| What is asked |
Copy out exactly each line from the line with "Objective — for the blue" through the last line of the material below.
# Records for the exercise start
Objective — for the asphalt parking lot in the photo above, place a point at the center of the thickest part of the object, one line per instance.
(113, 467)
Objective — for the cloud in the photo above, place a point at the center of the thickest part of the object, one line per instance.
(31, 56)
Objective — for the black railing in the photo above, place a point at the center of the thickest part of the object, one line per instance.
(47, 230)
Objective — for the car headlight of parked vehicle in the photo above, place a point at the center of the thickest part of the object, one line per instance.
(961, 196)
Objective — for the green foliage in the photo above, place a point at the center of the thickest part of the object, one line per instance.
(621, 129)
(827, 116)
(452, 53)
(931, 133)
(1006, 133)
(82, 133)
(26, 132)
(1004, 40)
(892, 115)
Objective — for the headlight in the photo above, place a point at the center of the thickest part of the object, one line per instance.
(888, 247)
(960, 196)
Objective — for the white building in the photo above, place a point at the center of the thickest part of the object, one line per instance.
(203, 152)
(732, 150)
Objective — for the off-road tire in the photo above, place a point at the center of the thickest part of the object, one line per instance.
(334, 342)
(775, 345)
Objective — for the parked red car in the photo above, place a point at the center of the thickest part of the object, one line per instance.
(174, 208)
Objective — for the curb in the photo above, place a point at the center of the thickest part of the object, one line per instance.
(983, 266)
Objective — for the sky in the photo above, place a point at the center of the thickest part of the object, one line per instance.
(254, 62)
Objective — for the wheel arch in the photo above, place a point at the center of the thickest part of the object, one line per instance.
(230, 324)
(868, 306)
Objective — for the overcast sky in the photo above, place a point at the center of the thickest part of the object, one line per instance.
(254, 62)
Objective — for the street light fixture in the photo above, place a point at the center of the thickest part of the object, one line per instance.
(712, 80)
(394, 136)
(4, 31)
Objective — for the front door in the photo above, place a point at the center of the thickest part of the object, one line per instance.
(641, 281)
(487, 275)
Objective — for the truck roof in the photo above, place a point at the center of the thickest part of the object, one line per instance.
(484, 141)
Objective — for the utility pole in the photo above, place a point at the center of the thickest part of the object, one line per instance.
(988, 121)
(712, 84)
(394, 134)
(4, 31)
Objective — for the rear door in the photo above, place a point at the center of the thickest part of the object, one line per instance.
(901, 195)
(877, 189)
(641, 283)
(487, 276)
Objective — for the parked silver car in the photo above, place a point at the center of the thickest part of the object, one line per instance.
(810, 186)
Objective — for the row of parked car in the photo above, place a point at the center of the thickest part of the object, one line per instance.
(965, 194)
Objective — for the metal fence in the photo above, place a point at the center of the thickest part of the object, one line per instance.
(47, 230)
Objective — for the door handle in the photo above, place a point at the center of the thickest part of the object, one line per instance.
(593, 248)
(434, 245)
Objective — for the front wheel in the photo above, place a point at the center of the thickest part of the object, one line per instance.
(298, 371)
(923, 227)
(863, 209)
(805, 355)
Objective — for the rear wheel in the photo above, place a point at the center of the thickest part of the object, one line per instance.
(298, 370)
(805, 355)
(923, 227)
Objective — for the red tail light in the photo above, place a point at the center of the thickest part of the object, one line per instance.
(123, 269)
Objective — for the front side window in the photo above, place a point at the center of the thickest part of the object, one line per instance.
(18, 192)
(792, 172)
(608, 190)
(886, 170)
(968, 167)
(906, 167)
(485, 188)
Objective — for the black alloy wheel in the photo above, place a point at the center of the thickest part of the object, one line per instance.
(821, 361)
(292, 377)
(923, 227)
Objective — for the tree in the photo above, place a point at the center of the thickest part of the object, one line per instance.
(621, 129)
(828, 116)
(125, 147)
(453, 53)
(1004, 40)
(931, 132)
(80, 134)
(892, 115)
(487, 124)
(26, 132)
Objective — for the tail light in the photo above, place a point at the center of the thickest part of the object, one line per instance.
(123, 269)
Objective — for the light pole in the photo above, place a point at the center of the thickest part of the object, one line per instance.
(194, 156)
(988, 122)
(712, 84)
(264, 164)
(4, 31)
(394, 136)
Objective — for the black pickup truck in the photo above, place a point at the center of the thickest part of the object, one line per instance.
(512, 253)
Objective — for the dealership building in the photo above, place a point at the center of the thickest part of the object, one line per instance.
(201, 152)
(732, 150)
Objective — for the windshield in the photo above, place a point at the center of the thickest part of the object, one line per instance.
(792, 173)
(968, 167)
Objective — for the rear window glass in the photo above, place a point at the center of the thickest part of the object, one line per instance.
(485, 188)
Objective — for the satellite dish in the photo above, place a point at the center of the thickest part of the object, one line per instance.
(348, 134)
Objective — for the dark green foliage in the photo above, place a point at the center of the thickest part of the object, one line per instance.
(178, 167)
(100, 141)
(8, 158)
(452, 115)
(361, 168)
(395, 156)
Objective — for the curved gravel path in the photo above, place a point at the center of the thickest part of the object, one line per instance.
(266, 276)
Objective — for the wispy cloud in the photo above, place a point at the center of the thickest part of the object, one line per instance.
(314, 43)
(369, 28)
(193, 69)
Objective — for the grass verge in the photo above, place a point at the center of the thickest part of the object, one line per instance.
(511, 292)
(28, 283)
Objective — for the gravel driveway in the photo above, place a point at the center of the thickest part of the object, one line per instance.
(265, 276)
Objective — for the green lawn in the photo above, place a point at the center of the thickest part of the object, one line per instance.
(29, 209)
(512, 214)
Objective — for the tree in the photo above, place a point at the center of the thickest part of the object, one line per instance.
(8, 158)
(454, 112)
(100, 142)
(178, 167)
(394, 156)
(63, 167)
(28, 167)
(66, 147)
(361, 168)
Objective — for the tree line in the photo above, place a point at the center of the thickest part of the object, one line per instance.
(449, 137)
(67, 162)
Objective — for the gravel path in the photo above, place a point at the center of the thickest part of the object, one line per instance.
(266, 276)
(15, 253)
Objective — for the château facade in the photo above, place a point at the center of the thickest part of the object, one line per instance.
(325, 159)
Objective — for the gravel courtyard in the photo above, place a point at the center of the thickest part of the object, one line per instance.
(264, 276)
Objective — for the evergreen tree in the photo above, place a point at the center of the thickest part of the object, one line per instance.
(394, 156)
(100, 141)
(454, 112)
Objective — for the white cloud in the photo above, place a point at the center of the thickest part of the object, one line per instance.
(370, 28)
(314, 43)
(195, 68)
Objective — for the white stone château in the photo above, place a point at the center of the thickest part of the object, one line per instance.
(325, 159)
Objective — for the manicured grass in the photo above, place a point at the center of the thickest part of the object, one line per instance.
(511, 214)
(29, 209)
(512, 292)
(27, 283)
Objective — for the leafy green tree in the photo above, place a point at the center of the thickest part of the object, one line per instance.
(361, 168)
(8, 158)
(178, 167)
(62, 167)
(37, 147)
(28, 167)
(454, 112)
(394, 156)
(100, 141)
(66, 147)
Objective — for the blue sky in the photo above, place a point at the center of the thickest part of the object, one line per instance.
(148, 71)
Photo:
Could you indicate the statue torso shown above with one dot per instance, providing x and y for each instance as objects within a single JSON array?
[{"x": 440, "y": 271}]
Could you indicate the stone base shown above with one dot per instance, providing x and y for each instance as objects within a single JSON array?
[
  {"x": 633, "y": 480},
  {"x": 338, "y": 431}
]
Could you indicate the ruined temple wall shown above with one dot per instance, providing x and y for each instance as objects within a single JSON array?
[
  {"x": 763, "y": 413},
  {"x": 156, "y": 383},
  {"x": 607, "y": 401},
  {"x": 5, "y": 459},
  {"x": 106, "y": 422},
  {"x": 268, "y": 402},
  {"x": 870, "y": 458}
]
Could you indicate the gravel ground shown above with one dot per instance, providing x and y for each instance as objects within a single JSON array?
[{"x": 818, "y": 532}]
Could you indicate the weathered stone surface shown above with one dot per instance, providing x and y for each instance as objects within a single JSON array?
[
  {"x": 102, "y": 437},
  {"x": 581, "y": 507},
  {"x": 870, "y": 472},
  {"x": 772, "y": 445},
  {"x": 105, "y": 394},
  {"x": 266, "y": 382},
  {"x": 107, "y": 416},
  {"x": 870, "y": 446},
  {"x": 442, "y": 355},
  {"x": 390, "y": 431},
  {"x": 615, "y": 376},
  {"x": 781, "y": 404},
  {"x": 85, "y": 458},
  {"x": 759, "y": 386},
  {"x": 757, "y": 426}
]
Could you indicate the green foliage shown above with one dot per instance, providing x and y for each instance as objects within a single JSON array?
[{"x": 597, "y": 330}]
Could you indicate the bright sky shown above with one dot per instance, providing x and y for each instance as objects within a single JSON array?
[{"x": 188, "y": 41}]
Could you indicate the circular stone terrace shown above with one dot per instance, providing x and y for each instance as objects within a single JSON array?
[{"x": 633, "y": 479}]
# Records for the exercise end
| Written solution |
Objective — for the blue sky in the photo above, place a point at the center of the thickest part of the object, one line per instance.
(148, 71)
Photo:
Could you indicate the statue torso shown above with one dot per instance, providing x and y for each instance as objects within a single JSON array?
[{"x": 440, "y": 271}]
Could you indicate the stone base shown above with one dot per instance, providing x and y for each instance as objects within a single JSON array?
[
  {"x": 633, "y": 480},
  {"x": 338, "y": 431}
]
Could you indicate the ruined temple wall shown above with one dot per instance, providing x and y for each instance as objects within a single JSON array?
[
  {"x": 763, "y": 413},
  {"x": 156, "y": 383},
  {"x": 607, "y": 401},
  {"x": 5, "y": 459},
  {"x": 106, "y": 422},
  {"x": 268, "y": 402},
  {"x": 870, "y": 458}
]
Could you indicate the gravel ground shown above with one dot per instance, providing x and y for each instance as objects within a single JSON array?
[{"x": 818, "y": 532}]
Could you indicate the weathered stone surface shown above with one dot per instance, providing x and y for each instance as objects within a single JSON array?
[
  {"x": 102, "y": 437},
  {"x": 581, "y": 507},
  {"x": 870, "y": 472},
  {"x": 772, "y": 445},
  {"x": 105, "y": 394},
  {"x": 266, "y": 382},
  {"x": 107, "y": 416},
  {"x": 870, "y": 446},
  {"x": 442, "y": 355},
  {"x": 390, "y": 431},
  {"x": 615, "y": 376},
  {"x": 781, "y": 404},
  {"x": 85, "y": 458},
  {"x": 759, "y": 386},
  {"x": 757, "y": 426}
]
Could you indicate the green foliage shown above with one dot per instance, providing x and y for each instance as objects within a single JSON array?
[{"x": 597, "y": 330}]
Could you indicate the bright sky shown above with one dot per instance, providing x and y for each instance as objects within a single JSON array?
[{"x": 188, "y": 41}]
Could you indicate the circular stone terrace shown above with one dot per instance, providing x and y for each instance as objects within a single JSON array?
[{"x": 633, "y": 479}]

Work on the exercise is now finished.